_TASKS TO COMPLETE_
a) From the article on Pseudomonas biofilms and cystic fibrosis, write out the passage starting with "In contrast to" and going on through "for these infections.".
b) Extend the commentary on Pseudomonas phages and cystic fibrosis, picking up after its last sentence.

_EXTRACTED TEXT_
# # # # # # #

Tuesday, July 24, 2012

Final Extra Credit article

Pseudomonas Biofilms, Cystic Fibrosis, and Phage: a Silver Lining?

  1. Harald Brüssow
+ Author Affiliations
  1. Nestlé Research Center, BioAnalytical Department, Food and Health Microbiology Group, Lausanne, Switzerland
  1. Address correspondence to harald.bruessow@rdls.nestle.com.

ABSTRACT

In contrast to usual laboratory conditions, most bacteria in the human body grow in biofilms. Encased in a structured matrix, many pathogens display heightened resistance to antibiotics. Pseudomonas aeruginosa lung infections in cystic fibrosis patients represent a prime example of the clinical challenges that antibiotic resistance in biofilms can represent. In the March 6, 2012 issue of mBio, Colin Hill and his colleagues report on experiments that add to the evidence that Pseudomonas phages are a potential treatment option for these infections.

Commentary

With an incidence of 1 out of 3,500 live births, cystic fibrosis (CF) is the most common life-threatening autosomal recessive genetic disease in Caucasian children. The causative mutations are located within a single gene, the CF transmembrane regulator. Half of the affected patients show a deletion of a specific phenylalanine residue (ΔF508), but the genotype-phenotype relationship is complex. It has been proposed that the strikingly high prevalence of this deleterious mutation could be due to a higher resistance to toxin-induced diarrhea or tuberculosis among heterozygotes.

# # # # # # #

_EXTRACTED MATERIAL_
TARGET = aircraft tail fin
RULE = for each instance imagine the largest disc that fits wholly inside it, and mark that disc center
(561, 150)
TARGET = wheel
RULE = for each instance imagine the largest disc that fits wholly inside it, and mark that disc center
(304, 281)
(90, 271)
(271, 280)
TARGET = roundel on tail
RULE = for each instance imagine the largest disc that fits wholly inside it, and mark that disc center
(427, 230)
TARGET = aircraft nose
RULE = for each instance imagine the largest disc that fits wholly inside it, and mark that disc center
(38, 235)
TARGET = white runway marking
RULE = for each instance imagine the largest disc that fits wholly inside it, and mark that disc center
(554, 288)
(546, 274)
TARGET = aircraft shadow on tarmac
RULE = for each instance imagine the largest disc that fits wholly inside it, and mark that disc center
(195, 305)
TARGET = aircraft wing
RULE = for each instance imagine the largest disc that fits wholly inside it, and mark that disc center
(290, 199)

# # # # # # #

_TASK RESPONSES_
a)
In contrast to usual laboratory conditions, most bacteria in the human body grow in biofilms. Encased in a structured matrix, many pathogens display heightened resistance to antibiotics. Pseudomonas aeruginosa lung infections in cystic fibrosis patients represent a prime example of the clinical challenges that antibiotic resistance in biofilms can represent. In the March 6, 2012 issue of mBio, Colin Hill and his colleagues report on experiments that add to the evidence that Pseudomonas phages are a potential treatment option for these infections.

b)
CF affects the gut and the pancreas (exocrine pancreas insufficiency leads to malabsorption and failure to thrive), but for most CF patients, life expectancy is determined by the development of lung disease. The failure to clear thick and abundant mucous secretions from the lung leads to chronic coughing at a young age, followed by frequent lung infections, including repetitive episodes of pneumonia. Chest percussion to remove the secretions and antibiotics constitute a mainstay of treatment. However, for most CF patients, recurring lung infections finally lead to end-stage lung disease, which can be treated only with lung transplantation. The median survival age for CF patients is currently >32 and 29 years for men and women, respectively.
The microbiology of CF is complex. Staphylococcus aureus colonizes the lung in 30% of CF patients early in life. Small, slow-growing colony variants displaying antibiotic resistance, including methicillin-resistant S. aureus (MRSA) strains, are characteristically found. In early adolescence, the lungs typically become chronically infected with Pseudomonas aeruginosa; up to 80% of adult CF patients are colonized with this pathogen. Nonmotile, anaerobic, mucoid variants of P. aeruginosa grow in a biofilm within the lungs, a structure that confers resistance to antimicrobials.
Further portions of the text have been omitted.